GOAL A: Find every line in the entries below that contains the word "building", and copy each of those lines.

# What is this!?



## Bottles2Buttons (Apr 29, 2022)

I hope I'm in the right forum for this. I was digging today & found this, along with several other items. This one has got me stumped. Can anyone figure out what it is or was? Thank you


----------



## ROBBYBOBBY64 (May 14, 2022)

Bottles2Buttons said:


> I hope I'm in the right forum for this. I was digging today & found this, along with several other items. This one has got me stumped. Can anyone figure out what it is or was? Thank you


Part of a kaleidoscope?
ROBBYBOBBY64.


----------



## Lilpete966 (May 19, 2022)

Some type of Utensil?


----------



## embe (May 22, 2022)

looks like some type of reflector to me


----------



## Bottles2Buttons (May 24, 2022)

ROBBYBOBBY64 said:


> Part of a kaleidoscope?
> ROBBYBOBBY64.


Thank you everyone for the help. Someone else said an "indicator light"? Still don't know.

RECORDS SUPPLIED:
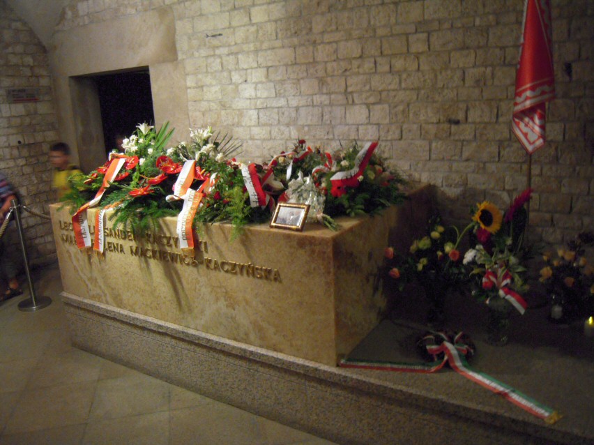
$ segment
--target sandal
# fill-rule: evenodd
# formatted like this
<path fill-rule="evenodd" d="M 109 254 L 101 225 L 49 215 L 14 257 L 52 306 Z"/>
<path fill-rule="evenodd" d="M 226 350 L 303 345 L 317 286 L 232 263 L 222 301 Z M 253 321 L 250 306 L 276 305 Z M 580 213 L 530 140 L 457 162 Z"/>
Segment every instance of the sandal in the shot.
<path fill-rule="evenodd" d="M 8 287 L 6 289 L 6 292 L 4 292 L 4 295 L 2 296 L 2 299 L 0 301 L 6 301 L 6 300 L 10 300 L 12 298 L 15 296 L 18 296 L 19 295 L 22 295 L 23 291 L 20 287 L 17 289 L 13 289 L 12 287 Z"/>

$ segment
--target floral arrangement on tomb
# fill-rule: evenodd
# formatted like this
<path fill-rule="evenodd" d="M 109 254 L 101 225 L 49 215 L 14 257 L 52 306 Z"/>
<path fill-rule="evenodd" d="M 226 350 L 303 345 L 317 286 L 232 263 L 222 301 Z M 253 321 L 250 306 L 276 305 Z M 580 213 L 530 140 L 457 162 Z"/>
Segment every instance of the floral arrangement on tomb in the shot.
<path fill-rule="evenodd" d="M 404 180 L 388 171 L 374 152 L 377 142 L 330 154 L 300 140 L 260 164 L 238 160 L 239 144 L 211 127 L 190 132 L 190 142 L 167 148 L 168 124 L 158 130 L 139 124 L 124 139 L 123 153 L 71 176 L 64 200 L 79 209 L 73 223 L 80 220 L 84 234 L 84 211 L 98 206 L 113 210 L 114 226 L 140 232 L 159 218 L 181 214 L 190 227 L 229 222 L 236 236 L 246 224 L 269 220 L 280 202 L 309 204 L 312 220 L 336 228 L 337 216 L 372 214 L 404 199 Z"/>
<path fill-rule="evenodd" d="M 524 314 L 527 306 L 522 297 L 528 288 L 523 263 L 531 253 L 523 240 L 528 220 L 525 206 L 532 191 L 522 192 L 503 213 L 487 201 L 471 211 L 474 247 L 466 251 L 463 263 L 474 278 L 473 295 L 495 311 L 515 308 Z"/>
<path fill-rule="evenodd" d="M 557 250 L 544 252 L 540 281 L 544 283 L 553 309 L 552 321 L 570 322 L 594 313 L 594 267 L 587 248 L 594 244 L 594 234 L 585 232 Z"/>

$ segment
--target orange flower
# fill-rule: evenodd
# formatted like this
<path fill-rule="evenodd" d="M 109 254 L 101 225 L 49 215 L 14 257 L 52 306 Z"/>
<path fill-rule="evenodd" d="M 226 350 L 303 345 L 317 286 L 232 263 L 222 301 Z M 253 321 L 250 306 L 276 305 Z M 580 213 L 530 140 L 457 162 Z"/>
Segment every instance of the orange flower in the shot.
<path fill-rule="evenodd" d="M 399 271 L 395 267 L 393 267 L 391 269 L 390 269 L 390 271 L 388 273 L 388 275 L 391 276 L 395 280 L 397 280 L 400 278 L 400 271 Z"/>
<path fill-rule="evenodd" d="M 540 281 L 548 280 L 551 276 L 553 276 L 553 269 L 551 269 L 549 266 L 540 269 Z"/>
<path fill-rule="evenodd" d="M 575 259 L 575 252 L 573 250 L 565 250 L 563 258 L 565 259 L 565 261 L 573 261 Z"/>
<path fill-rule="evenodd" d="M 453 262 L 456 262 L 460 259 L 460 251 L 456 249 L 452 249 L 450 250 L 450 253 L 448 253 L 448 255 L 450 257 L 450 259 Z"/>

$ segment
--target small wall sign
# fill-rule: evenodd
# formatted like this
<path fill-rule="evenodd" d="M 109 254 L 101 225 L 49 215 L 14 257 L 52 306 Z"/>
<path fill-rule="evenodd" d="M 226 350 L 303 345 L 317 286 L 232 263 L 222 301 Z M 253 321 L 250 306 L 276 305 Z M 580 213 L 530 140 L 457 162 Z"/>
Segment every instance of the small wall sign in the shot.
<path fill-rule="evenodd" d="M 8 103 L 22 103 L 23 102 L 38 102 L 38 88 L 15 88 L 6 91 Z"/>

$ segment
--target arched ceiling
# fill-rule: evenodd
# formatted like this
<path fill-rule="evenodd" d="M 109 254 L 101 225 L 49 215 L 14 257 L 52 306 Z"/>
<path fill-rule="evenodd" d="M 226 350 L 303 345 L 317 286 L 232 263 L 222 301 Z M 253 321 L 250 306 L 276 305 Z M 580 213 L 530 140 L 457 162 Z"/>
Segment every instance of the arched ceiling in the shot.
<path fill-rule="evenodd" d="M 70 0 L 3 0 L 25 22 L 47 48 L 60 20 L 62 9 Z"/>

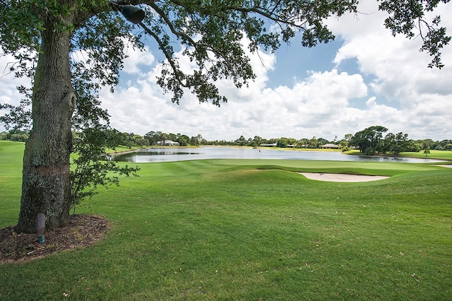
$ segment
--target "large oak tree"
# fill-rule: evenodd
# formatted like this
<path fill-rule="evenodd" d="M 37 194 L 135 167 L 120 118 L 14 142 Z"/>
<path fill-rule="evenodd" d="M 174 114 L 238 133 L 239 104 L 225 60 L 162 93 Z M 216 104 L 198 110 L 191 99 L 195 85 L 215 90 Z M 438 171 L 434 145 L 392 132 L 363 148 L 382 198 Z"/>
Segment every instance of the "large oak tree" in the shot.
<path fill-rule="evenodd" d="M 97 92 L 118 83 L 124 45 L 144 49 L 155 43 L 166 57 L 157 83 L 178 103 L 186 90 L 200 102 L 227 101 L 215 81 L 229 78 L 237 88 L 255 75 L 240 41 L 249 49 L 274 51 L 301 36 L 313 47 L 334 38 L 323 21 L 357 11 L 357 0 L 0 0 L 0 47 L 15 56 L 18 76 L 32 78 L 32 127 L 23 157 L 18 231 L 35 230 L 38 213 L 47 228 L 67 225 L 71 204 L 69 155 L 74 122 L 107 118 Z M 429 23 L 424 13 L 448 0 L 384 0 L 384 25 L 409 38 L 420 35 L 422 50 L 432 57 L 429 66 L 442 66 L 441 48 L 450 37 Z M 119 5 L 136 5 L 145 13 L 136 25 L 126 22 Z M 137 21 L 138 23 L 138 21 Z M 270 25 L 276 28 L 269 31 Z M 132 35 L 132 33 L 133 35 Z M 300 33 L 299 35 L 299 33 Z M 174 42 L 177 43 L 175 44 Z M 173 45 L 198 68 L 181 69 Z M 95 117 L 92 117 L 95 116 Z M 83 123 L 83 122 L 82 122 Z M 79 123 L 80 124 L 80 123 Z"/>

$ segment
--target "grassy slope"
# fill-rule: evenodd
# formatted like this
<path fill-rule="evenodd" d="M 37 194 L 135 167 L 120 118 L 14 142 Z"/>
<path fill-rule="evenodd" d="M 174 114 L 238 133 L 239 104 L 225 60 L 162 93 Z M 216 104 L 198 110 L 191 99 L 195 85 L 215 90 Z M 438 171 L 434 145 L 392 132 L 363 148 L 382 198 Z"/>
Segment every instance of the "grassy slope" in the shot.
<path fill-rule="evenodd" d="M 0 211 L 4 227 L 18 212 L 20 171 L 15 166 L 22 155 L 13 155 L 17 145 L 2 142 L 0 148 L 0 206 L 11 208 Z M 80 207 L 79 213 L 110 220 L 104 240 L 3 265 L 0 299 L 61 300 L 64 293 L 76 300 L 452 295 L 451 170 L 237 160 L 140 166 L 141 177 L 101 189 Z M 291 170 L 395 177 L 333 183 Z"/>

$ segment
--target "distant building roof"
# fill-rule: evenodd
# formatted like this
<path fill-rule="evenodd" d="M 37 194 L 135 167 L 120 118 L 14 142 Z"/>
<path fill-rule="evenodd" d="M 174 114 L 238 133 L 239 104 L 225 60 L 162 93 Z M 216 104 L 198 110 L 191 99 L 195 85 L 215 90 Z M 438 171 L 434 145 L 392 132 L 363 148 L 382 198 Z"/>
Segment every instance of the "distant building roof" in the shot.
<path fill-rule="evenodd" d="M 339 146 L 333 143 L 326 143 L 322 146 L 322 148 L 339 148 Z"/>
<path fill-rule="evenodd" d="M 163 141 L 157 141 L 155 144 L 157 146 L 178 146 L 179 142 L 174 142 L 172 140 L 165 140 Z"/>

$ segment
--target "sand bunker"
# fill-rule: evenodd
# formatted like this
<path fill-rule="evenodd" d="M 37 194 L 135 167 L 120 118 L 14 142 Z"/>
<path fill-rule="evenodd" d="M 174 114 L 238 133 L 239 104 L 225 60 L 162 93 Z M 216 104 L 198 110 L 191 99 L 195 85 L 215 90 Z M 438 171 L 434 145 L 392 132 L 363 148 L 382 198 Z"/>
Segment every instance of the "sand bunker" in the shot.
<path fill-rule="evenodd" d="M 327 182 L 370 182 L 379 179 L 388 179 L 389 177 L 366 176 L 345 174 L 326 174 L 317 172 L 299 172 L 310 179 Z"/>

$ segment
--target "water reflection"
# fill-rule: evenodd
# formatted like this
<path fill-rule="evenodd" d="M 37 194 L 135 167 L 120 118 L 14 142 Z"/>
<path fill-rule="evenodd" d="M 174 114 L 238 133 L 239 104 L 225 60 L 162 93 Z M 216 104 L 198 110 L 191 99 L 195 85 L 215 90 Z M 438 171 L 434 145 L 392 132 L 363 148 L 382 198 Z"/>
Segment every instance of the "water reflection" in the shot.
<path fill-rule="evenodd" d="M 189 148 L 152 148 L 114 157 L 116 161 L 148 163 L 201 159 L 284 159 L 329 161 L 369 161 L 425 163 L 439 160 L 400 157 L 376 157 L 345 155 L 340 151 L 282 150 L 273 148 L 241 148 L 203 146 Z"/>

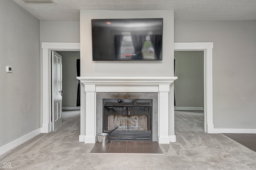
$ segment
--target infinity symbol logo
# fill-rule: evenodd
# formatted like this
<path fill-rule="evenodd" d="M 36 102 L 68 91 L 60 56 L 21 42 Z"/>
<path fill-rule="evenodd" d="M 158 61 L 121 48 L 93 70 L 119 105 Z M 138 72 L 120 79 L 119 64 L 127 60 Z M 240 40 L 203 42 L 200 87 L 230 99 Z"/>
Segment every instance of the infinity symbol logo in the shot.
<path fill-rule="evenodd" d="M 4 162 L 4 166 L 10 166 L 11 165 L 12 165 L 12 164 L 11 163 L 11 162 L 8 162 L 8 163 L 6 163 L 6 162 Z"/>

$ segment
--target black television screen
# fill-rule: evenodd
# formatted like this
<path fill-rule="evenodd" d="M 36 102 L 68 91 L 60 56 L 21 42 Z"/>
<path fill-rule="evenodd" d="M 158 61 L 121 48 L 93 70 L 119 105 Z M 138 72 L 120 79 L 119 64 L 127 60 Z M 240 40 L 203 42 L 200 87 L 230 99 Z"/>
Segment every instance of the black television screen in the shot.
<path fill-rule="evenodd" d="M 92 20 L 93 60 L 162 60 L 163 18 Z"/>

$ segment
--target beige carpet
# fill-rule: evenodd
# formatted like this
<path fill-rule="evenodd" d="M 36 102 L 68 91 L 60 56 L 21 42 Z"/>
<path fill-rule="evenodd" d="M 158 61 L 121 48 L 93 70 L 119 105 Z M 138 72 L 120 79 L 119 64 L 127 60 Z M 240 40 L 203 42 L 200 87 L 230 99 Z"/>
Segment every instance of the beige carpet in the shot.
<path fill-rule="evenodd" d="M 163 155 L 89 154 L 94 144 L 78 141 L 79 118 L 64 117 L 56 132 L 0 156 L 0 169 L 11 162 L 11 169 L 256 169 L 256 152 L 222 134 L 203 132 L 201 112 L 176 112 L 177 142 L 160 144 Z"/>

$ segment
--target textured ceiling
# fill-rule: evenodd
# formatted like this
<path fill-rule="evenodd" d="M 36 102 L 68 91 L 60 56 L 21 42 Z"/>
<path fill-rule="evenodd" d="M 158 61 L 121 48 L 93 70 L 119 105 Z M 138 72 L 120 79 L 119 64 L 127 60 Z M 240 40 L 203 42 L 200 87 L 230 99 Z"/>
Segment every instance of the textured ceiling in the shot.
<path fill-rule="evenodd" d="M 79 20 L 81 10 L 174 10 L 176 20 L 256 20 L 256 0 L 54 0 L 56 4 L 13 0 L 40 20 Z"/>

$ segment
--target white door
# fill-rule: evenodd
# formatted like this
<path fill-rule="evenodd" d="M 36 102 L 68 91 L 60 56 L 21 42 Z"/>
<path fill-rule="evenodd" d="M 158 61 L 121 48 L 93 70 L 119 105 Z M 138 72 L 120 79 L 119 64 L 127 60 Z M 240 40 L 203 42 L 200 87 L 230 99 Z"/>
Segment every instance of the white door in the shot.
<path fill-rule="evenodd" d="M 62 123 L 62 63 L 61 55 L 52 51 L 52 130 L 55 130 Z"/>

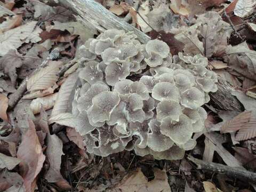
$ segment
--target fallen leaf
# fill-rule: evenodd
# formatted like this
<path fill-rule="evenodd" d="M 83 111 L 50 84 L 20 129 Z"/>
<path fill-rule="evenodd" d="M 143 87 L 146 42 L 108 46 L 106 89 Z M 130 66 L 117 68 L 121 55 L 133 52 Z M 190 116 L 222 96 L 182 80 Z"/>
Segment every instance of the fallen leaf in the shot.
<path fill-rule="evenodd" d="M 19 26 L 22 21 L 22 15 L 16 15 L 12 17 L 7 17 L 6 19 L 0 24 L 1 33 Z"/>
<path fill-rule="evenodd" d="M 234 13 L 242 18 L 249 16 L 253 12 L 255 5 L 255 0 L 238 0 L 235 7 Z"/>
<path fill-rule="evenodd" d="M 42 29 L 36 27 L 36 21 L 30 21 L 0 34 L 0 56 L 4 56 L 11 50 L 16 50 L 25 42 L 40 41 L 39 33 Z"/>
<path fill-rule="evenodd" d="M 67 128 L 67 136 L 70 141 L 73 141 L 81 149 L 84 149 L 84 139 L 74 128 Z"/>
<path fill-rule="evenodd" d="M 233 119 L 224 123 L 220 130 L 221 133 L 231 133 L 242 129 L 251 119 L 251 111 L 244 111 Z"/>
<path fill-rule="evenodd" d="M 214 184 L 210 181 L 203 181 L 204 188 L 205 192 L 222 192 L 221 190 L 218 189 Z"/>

GOAL B: In the forum thread above, what did embe think the dug-up item looks like?

FULL ANSWER A:
--target "distant building roof"
Segment every instance of the "distant building roof" in the shot.

FULL ANSWER B: Some type of reflector.